Which led to this infamous anecdote when Maurice obliged his sister Áine by giving a group of nuns a lift to Galway.

“There were four of five nuns in this little Volkswagen and I’d borrowed a roof rack for all the luggage. We’re going home on this dark night, pouring rain, and suddenly, outside Tyrellspass, there’s an an almighty clatter. The roof rack came off and the nun’s baggage was all over the bloody street.

“I picked up the bags, but the rack’s screws were missing, what could we do?”

Solution found, they continued on to Galway city.

“We pulled up in Eyre Square, I opened the window and asked this man for directions to whatever convent I was to let the nuns off at. He started to tell me, then looked in the back startled because there’s all the nuns sitting on their suitcases with their heads up through the bars of the roof rack, like poor unfortunate slaves on a ship. It was the only way we could bring the rack back but that took a bit of explaining!”

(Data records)
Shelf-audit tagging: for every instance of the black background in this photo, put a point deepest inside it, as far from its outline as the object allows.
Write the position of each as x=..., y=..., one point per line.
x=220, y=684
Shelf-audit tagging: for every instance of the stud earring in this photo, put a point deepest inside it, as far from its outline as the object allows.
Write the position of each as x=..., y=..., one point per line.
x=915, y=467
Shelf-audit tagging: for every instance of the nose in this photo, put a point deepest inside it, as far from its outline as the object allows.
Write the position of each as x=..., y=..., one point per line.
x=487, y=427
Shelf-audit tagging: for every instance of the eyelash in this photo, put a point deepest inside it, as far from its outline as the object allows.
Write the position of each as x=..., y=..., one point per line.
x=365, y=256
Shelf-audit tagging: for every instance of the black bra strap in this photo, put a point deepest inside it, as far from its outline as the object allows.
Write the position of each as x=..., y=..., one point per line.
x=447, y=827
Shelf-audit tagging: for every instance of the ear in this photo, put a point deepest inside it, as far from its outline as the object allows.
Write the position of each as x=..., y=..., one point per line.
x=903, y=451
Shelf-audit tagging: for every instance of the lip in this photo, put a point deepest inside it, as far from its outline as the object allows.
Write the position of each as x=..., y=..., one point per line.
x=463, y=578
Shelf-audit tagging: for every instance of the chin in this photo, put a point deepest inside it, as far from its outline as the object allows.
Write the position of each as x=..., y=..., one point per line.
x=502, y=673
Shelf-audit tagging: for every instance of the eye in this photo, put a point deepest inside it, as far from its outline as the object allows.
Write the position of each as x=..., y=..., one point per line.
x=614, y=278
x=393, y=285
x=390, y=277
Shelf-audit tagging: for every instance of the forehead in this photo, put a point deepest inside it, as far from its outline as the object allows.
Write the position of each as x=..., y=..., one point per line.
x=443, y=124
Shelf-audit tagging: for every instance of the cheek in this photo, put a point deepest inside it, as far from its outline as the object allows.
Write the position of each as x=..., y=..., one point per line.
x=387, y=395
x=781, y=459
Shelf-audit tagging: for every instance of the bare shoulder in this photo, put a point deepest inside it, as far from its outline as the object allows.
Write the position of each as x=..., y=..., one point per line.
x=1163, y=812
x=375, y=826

DIRECTIONS:
1 – In the roof rack story, where did the roof rack come off?
2 – Extract the part of the roof rack story starting at "Which led to" and ending at "the bloody street.".
3 – Does each statement agree with the roof rack story? Answer yes or no for each, quoting the words that decide it. (a) Maurice gave the nuns a lift to Galway as a favor to his sister Áine. (b) The night of the drive was dry. (c) Maurice asked a man for directions in Eyre Square.

SET OF ANSWERS:
1 – Outside Tyrellspass.

2 –
Which led to this infamous anecdote when Maurice obliged his sister Áine by giving a group of nuns a lift to Galway.

“There were four of five nuns in this little Volkswagen and I’d borrowed a roof rack for all the luggage. We’re going home on this dark night, pouring rain, and suddenly, outside Tyrellspass, there’s an an almighty clatter. The roof rack came off and the nun’s baggage was all over the bloody street.

3 –
(a) Yes: "Maurice obliged his sister Áine by giving a group of nuns a lift to Galway"
(b) No: "this dark night, pouring rain"
(c) Yes: "We pulled up in Eyre Square, I opened the window and asked this man for directions"